-- begin Source extract --

That’s a good convention. I use the convention that the permanent comments use the
slash-splat form and the slash-slash from is used for temporary comment that will need
attention later. They are TODO comments.
I also use empty comments in the first column to note debugging stuff to remove laters.
For example:
void
main(int argc, char **argv)
{
ARGBEGIN {
default:
usage();
} ARGEND
/**/ print(“argc=%d argv=%p\n”, argc, argv);
/**/ if (argc == 3)
/**/ print(“that funny number again\n”);
if (argc == 0) {
usestdin();
…
}
This lets the flow of the test logic clear yet is easy to find and remove the code later.
I also use “#ifdef notdef” to comment out blocks of code. Have done since v7 days. Once I
worked with a guy who saw the ifdefs and wondered what the function was that was def’ed
out. He added -Dnotdef and all hell broke out!
Brantley
On Feb 8, 2017, at 11:55 PM, Steve Johnson
<scj(a)yaccman.com> wrote:
Well, personally I use // for almost all comments in C/C++. I reserve /* */ for
commenting out blocks of code. Since, for some reason, /* */ doesn't nest, if I
stick to this style life is good.

-- end Source extract --

■ Short problem 1:
Repeat everything from "That’s a good" down to "to remove laters." in the post on comment conventions.
■ Short problem 2:
According to the post on comment conventions, what does the writer use "#ifdef notdef" for?

-- begin Provided data --

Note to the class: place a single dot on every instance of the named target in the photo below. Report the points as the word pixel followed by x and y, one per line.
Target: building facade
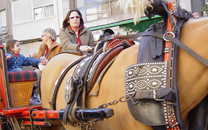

-- end Provided data --

■ Answer 1:
That’s a good convention. I use the convention that the permanent comments use the
slash-splat form and the slash-slash from is used for temporary comment that will need
attention later. They are TODO comments.
I also use empty comments in the first column to note debugging stuff to remove laters.

■ Answer 2:
To comment out blocks of code.